(What to do) Reproduce the lines of the items below word for word, leaving out the pictures.

[Begin Supplied entries]

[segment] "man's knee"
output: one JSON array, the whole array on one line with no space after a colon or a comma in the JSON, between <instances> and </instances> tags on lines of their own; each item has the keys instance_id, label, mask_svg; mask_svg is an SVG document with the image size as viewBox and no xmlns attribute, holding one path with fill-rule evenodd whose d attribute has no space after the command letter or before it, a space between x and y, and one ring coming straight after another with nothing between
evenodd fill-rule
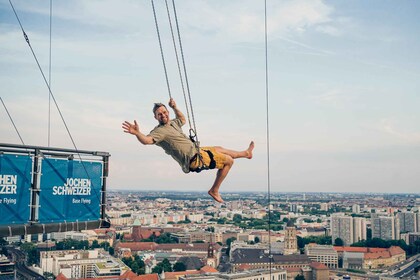
<instances>
[{"instance_id":1,"label":"man's knee","mask_svg":"<svg viewBox=\"0 0 420 280\"><path fill-rule=\"evenodd\" d=\"M233 160L231 156L228 156L228 155L226 156L225 165L232 166L234 162L235 161Z\"/></svg>"}]
</instances>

[End Supplied entries]

(The answer)
[segment] "man's knee"
output: one JSON array, the whole array on one line with no space after a colon or a comma in the JSON, between <instances> and </instances> tags on lines of their own; each item has the keys instance_id, label, mask_svg; mask_svg is an SVG document with the image size as viewBox and no xmlns attribute, holding one path with fill-rule evenodd whose d attribute has no space after the command letter or before it, a space between x and y, and one ring coming straight after another with nothing between
evenodd fill-rule
<instances>
[{"instance_id":1,"label":"man's knee","mask_svg":"<svg viewBox=\"0 0 420 280\"><path fill-rule=\"evenodd\" d=\"M233 160L231 156L228 156L228 155L226 156L225 165L232 166L234 162L235 161Z\"/></svg>"}]
</instances>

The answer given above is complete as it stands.